- _Given task_
Repeat the lines below word for word, leaving out the pictures.

[Image object location lines]
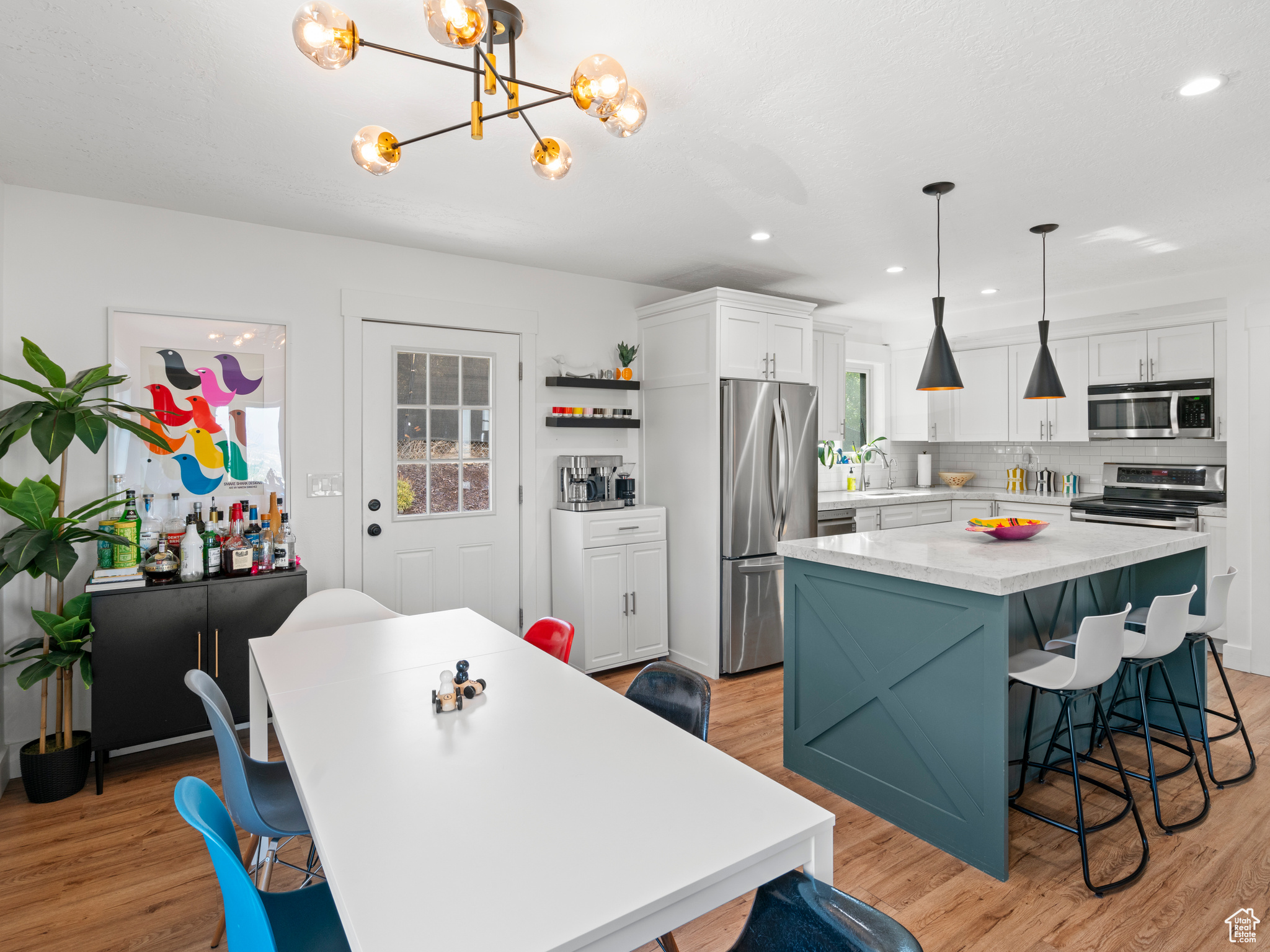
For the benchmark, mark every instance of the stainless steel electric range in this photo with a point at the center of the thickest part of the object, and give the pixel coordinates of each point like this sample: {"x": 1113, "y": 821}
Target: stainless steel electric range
{"x": 1165, "y": 496}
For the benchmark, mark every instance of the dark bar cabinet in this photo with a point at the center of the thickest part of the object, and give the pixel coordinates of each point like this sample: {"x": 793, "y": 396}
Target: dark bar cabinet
{"x": 146, "y": 639}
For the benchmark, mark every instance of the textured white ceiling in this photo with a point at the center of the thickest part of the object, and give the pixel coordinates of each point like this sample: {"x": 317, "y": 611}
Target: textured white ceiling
{"x": 817, "y": 121}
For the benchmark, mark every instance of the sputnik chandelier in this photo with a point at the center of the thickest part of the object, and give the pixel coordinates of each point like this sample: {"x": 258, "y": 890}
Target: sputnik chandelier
{"x": 329, "y": 38}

- _Exercise output_
For the benchmark, mark every instance of the stainless steel electric range in this photo with a point at the center of the thickest part of the object, and give the pixel coordinates of each point like this sample: {"x": 1113, "y": 821}
Target: stainless steel electric range
{"x": 1165, "y": 496}
For the benchmark, mark every instance of the dark bar cabinet in this photo with a point at the center of the thickest part of the object, and give the pixel coordinates of each point like this sample: {"x": 793, "y": 396}
Target: dark bar cabinet
{"x": 146, "y": 639}
For the benchmark, mark every instance of the textured white ceiling in this photo with a point at the center of the thickest part of the object, and give the pixel coordinates of each point like this sample: {"x": 317, "y": 611}
Target: textured white ceiling
{"x": 817, "y": 121}
For the benchmark, mark every instance of the sputnik chandelier in this photo with a point at the center of the thickest part of the object, and give the pixel coordinates of each point like this sample: {"x": 258, "y": 890}
Target: sputnik chandelier
{"x": 329, "y": 38}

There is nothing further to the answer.